WORK TO DO - Quote, exactly, the line holding "Would you be able to point to the fallen" and all lines after it to the end of the records below. Exclude pictures.

RECORD LIST -
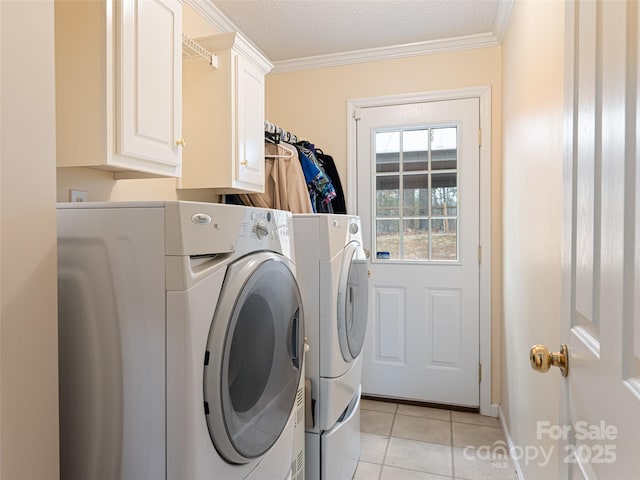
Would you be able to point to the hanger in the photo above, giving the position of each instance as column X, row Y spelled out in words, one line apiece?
column 290, row 153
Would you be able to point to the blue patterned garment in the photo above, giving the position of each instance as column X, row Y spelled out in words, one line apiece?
column 319, row 185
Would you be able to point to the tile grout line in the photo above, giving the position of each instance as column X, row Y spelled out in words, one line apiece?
column 453, row 463
column 386, row 450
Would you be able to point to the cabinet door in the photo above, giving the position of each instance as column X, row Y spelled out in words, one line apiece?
column 249, row 123
column 149, row 103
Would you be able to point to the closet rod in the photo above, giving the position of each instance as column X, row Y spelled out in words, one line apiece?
column 284, row 135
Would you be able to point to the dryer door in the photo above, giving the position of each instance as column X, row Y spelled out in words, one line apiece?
column 353, row 301
column 254, row 357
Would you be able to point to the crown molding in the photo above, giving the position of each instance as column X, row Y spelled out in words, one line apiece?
column 488, row 39
column 387, row 53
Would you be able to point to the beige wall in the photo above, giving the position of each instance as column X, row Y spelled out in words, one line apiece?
column 313, row 105
column 28, row 299
column 532, row 216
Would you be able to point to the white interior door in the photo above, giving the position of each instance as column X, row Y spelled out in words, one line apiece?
column 418, row 200
column 601, row 312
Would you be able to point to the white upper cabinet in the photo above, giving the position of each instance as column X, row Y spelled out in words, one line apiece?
column 119, row 86
column 224, row 117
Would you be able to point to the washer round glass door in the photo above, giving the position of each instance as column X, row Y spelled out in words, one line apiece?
column 254, row 357
column 353, row 301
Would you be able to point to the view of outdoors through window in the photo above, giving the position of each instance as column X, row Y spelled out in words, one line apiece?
column 416, row 211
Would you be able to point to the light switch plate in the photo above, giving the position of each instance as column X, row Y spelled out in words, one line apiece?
column 77, row 195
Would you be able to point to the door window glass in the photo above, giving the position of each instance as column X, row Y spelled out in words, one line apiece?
column 416, row 195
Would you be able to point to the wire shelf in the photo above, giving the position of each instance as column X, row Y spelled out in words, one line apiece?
column 191, row 49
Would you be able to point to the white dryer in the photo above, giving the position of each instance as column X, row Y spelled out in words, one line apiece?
column 333, row 278
column 181, row 342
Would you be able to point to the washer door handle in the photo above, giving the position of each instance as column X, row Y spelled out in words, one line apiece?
column 295, row 344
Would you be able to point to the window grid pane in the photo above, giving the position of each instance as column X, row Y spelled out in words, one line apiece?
column 416, row 196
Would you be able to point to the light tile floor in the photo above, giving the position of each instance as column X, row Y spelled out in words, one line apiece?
column 404, row 442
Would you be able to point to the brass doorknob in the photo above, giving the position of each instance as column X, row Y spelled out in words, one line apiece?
column 542, row 360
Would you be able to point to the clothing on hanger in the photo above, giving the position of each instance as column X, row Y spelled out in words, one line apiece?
column 329, row 166
column 321, row 191
column 285, row 186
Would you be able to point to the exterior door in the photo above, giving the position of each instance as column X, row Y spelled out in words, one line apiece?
column 418, row 200
column 601, row 264
column 254, row 357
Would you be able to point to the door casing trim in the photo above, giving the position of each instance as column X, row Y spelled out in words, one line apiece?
column 483, row 93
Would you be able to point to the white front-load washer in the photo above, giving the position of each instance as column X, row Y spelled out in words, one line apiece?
column 333, row 277
column 181, row 342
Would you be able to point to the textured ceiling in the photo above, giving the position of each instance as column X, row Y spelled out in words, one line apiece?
column 294, row 29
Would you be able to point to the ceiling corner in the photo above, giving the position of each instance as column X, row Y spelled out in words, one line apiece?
column 502, row 19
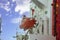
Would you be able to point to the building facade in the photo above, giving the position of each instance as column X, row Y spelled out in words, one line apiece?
column 41, row 10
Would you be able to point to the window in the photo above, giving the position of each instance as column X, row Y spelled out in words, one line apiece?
column 42, row 26
column 37, row 30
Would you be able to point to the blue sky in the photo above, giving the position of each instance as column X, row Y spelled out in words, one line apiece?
column 11, row 12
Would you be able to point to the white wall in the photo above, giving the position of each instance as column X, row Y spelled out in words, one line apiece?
column 41, row 37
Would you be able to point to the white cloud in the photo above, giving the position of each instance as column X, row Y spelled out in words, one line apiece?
column 5, row 6
column 24, row 7
column 16, row 20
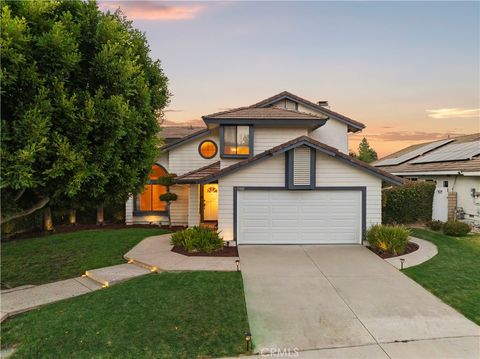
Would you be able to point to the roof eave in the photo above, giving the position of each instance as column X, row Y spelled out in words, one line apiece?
column 352, row 127
column 266, row 122
column 185, row 139
column 390, row 178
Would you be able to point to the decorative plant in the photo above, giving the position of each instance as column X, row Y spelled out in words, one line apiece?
column 456, row 228
column 389, row 239
column 198, row 239
column 409, row 203
column 435, row 225
column 168, row 197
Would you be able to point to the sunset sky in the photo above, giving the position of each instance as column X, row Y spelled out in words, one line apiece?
column 408, row 70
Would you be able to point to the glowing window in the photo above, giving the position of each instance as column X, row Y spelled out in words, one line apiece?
column 149, row 199
column 207, row 149
column 236, row 141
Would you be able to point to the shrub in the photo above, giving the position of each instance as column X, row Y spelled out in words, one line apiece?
column 435, row 225
column 409, row 203
column 456, row 228
column 389, row 239
column 198, row 239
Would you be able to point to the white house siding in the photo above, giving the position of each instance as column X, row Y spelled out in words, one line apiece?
column 193, row 205
column 463, row 186
column 267, row 137
column 334, row 133
column 470, row 204
column 267, row 173
column 332, row 172
column 179, row 208
column 185, row 158
column 271, row 173
column 163, row 161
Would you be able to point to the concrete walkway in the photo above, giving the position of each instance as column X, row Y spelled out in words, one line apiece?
column 426, row 250
column 24, row 299
column 155, row 252
column 315, row 298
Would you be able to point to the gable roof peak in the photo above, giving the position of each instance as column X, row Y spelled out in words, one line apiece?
column 353, row 126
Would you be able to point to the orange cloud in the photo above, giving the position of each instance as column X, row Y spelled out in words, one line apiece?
column 406, row 135
column 388, row 142
column 151, row 10
column 454, row 113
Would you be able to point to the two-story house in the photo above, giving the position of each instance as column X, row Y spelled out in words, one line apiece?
column 276, row 172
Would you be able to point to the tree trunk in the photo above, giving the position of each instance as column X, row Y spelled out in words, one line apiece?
column 169, row 216
column 73, row 217
column 39, row 205
column 100, row 217
column 47, row 220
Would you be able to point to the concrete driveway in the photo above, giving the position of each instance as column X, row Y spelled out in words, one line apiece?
column 311, row 298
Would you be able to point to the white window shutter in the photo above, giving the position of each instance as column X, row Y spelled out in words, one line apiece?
column 301, row 166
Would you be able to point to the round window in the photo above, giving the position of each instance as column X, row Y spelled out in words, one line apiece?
column 207, row 149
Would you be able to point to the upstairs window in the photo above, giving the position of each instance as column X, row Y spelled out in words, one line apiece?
column 236, row 141
column 207, row 149
column 149, row 199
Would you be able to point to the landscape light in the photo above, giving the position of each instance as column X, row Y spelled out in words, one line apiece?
column 248, row 340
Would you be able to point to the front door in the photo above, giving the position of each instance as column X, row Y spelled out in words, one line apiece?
column 210, row 202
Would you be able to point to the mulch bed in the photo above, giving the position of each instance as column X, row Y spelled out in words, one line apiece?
column 411, row 247
column 225, row 252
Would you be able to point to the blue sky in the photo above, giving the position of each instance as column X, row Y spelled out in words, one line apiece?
column 408, row 70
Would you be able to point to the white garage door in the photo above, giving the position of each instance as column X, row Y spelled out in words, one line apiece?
column 298, row 217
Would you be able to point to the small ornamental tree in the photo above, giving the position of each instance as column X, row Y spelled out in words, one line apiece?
column 365, row 152
column 168, row 197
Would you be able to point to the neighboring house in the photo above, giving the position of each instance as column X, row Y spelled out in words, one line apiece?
column 274, row 172
column 453, row 164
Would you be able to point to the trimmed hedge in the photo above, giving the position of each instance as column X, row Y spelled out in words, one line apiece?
column 456, row 228
column 435, row 225
column 409, row 203
column 198, row 239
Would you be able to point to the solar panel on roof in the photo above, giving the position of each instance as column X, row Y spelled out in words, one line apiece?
column 453, row 152
column 412, row 154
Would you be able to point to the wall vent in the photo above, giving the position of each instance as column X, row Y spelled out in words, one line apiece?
column 301, row 166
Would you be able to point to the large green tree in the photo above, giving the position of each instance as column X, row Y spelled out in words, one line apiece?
column 80, row 101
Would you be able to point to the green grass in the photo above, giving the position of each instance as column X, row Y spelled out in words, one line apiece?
column 61, row 256
column 454, row 274
column 167, row 315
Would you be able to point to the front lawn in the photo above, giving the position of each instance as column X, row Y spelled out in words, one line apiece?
column 454, row 274
column 167, row 315
column 61, row 256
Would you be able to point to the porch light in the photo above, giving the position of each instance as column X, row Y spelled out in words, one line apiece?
column 248, row 340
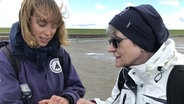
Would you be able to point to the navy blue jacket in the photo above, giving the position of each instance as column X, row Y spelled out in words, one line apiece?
column 43, row 72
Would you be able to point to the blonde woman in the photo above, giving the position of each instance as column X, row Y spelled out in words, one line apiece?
column 46, row 74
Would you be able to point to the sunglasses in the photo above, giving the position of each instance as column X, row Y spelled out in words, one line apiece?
column 115, row 41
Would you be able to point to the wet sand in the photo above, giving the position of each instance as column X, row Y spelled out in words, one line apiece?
column 96, row 66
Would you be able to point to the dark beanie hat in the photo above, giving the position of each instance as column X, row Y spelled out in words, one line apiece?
column 143, row 25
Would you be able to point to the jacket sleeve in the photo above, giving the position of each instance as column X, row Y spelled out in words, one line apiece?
column 114, row 98
column 73, row 86
column 10, row 92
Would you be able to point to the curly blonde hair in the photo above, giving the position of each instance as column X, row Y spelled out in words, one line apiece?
column 41, row 9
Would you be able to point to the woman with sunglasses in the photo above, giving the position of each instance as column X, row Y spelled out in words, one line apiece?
column 46, row 74
column 152, row 69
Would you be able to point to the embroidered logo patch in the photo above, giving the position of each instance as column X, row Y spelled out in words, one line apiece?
column 55, row 65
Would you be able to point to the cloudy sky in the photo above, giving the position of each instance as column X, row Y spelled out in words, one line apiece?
column 97, row 13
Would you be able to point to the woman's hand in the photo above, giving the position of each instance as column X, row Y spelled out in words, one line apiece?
column 84, row 101
column 54, row 100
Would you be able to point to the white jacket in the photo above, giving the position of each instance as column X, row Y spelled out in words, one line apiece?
column 148, row 91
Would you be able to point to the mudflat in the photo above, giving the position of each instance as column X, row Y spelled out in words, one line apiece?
column 95, row 65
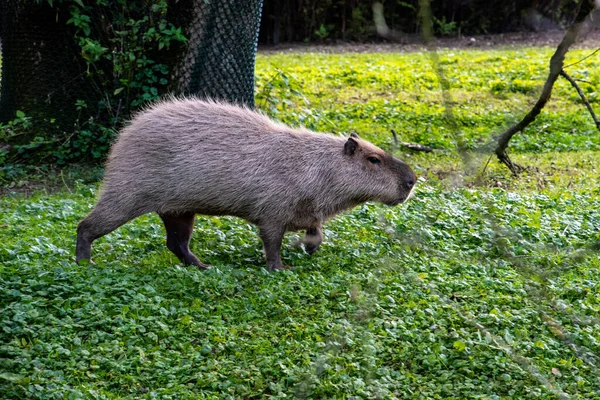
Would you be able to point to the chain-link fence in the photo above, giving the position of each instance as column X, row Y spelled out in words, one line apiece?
column 46, row 75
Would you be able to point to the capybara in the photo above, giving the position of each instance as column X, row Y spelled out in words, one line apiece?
column 183, row 157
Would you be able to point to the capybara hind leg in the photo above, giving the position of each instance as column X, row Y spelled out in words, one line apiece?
column 313, row 238
column 272, row 237
column 179, row 229
column 101, row 221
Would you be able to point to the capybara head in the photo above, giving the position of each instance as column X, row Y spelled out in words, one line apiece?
column 378, row 176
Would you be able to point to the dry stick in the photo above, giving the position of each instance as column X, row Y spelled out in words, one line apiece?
column 582, row 95
column 556, row 64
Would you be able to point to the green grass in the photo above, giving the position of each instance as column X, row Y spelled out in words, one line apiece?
column 481, row 286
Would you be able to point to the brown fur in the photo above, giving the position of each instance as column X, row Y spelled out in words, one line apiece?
column 183, row 157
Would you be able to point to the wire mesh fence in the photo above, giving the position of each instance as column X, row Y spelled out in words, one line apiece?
column 49, row 75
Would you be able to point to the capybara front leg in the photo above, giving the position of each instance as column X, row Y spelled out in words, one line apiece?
column 101, row 221
column 179, row 229
column 313, row 238
column 272, row 237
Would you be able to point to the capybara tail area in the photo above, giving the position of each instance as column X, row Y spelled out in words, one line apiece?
column 105, row 218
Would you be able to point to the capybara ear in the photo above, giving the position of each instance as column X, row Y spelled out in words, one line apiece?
column 350, row 146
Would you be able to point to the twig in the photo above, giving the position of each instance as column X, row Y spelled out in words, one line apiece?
column 584, row 58
column 556, row 66
column 582, row 95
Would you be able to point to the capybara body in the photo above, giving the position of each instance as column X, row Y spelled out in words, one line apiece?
column 183, row 157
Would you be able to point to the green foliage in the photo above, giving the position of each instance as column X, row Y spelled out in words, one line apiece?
column 448, row 296
column 445, row 28
column 373, row 93
column 122, row 43
column 479, row 287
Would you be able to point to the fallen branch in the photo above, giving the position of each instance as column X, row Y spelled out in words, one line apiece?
column 556, row 66
column 582, row 95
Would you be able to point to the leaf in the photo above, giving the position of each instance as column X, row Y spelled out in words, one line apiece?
column 459, row 346
column 9, row 376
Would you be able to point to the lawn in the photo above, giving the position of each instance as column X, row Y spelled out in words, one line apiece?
column 481, row 286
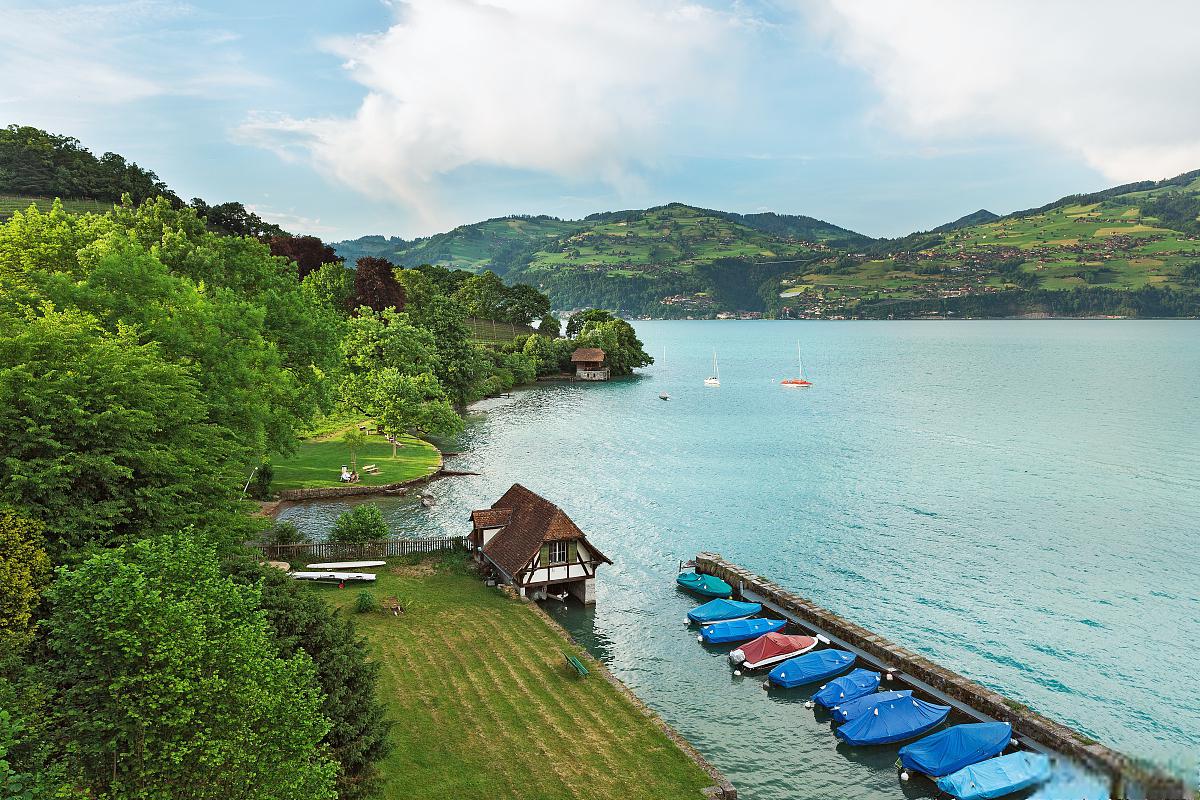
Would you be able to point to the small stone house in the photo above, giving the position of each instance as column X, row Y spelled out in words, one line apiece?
column 589, row 364
column 529, row 542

RESULT OF THIS EXERCISE -
Would you be able to point to the fallen branch in the photo above, giving the position of each instance as column X, row Y spelled out in words, one line apiece?
column 556, row 66
column 582, row 95
Would you be able to point to the leaf in the photo above, giving the position of each instance as column X, row Y spelled out in words, one line apiece?
column 459, row 346
column 9, row 376
Would you be able to point to the lawn in the photo above, giving the position of each instance as column X, row Y spelled out in words, one line apiece?
column 481, row 286
Would you be able to point to the small stone house in the photo above, giving the position of each instance as column X, row Y spelled out in words, one line apiece?
column 589, row 364
column 529, row 542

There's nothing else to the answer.